- Text:
** start **

In every unemployment compensation case, the employer bears the burden of proving that the employee engaged in misconduct. See, e.g., Larry, supra, 973 A.2d at 183 n.4; District of Columbia Dep't of Mental Health v. Hayes, 6 A.3d 255, 259 (D.C. 2010); Morris v. EPA, 975 A.2d 176, 184 (D.C. 2009); see also 7 DCMR § 312.2. In order to conclude that the employee engaged in gross misconduct under our statutory scheme, the ALJ must first find that the employee acted deliberately or willfully. See, e.g., Benjamin v. Washington Hosp. Ctr., 6 A.3d 263, 269-70 (D.C. 2010); (Angel) Brown v. Hawk One Sec., Inc., 3 A.3d 1142, 1146-48 (D.C. 2010); Doyle v. NAI Personnel, Inc., 991 A.2d 1181, 1183-84 (D.C. 2010); Odeniran, supra, 985 A.2d at 428; see also 7 DCMR § 312.3. The types of deliberate or willful behavior "that constitute gross misconduct are narrower than what might come within a literal definition of that phrase." Odeniran, supra, 985 A.2d at 426 (citing Long Island Care at Home, Ltd. v. Coke, 551 U.S. 158, 170, 127 S.Ct. 2339, 168 L.Ed.2d 54 (2007)). Thus, in determining whether the employee acted deliberately or willfully, we distinguish between the employer's asserted reason for discharging the employee and the issue of whether an employee was discharged for gross misconduct by examining the "underlying reasons" for the employee's behavior. Larry, supra, 973 A.2d at 184. In examining the "underlying reasons" for the employee's behavior, we bear in mind that "when an employee proffers evidence suggesting that such actions were sufficiently excusable to negate willfulness or deliberateness [required for a finding of gross misconduct], the burden shifts back to the employer to disprove such evidence." Id. at 183 n.4, 184.

** end **

- The request:
Quote the passage on unemployment misconduct in full, word for word. The listing comes from a separate source, unrelated to the passage on unemployment misconduct.

- Dataset extract:
** start **

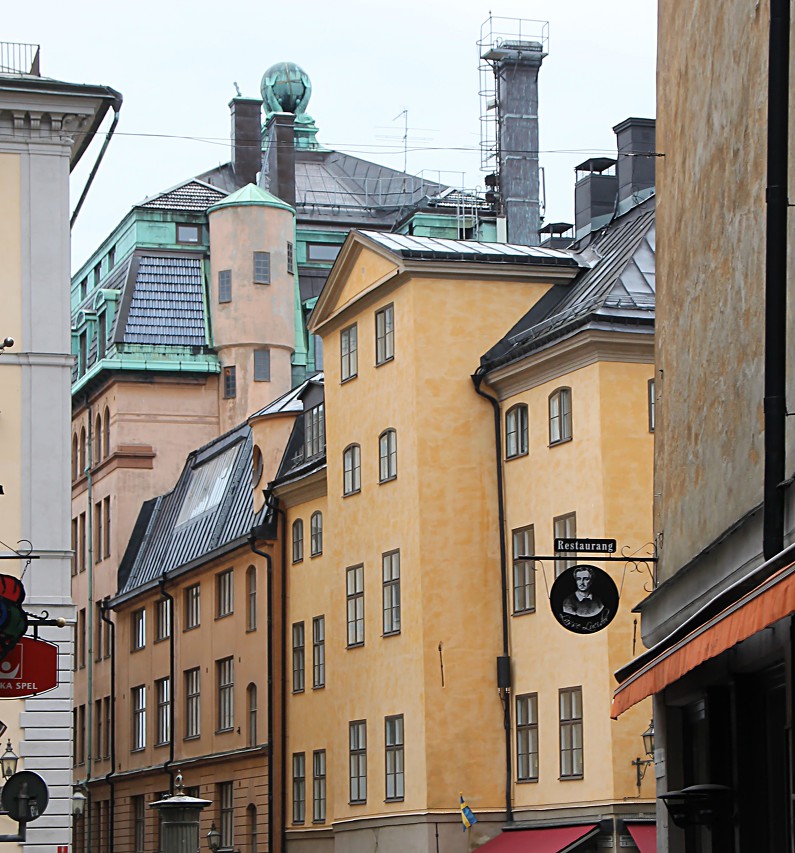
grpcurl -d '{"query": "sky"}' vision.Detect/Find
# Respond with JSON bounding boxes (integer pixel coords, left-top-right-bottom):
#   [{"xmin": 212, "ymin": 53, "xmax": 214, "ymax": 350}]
[{"xmin": 0, "ymin": 0, "xmax": 657, "ymax": 270}]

** end **

- Result:
In every unemployment compensation case, the employer bears the burden of proving that the employee engaged in misconduct. See, e.g., Larry, supra, 973 A.2d at 183 n.4; District of Columbia Dep't of Mental Health v. Hayes, 6 A.3d 255, 259 (D.C. 2010); Morris v. EPA, 975 A.2d 176, 184 (D.C. 2009); see also 7 DCMR § 312.2. In order to conclude that the employee engaged in gross misconduct under our statutory scheme, the ALJ must first find that the employee acted deliberately or willfully. See, e.g., Benjamin v. Washington Hosp. Ctr., 6 A.3d 263, 269-70 (D.C. 2010); (Angel) Brown v. Hawk One Sec., Inc., 3 A.3d 1142, 1146-48 (D.C. 2010); Doyle v. NAI Personnel, Inc., 991 A.2d 1181, 1183-84 (D.C. 2010); Odeniran, supra, 985 A.2d at 428; see also 7 DCMR § 312.3. The types of deliberate or willful behavior "that constitute gross misconduct are narrower than what might come within a literal definition of that phrase." Odeniran, supra, 985 A.2d at 426 (citing Long Island Care at Home, Ltd. v. Coke, 551 U.S. 158, 170, 127 S.Ct. 2339, 168 L.Ed.2d 54 (2007)). Thus, in determining whether the employee acted deliberately or willfully, we distinguish between the employer's asserted reason for discharging the employee and the issue of whether an employee was discharged for gross misconduct by examining the "underlying reasons" for the employee's behavior. Larry, supra, 973 A.2d at 184. In examining the "underlying reasons" for the employee's behavior, we bear in mind that "when an employee proffers evidence suggesting that such actions were sufficiently excusable to negate willfulness or deliberateness [required for a finding of gross misconduct], the burden shifts back to the employer to disprove such evidence." Id. at 183 n.4, 184.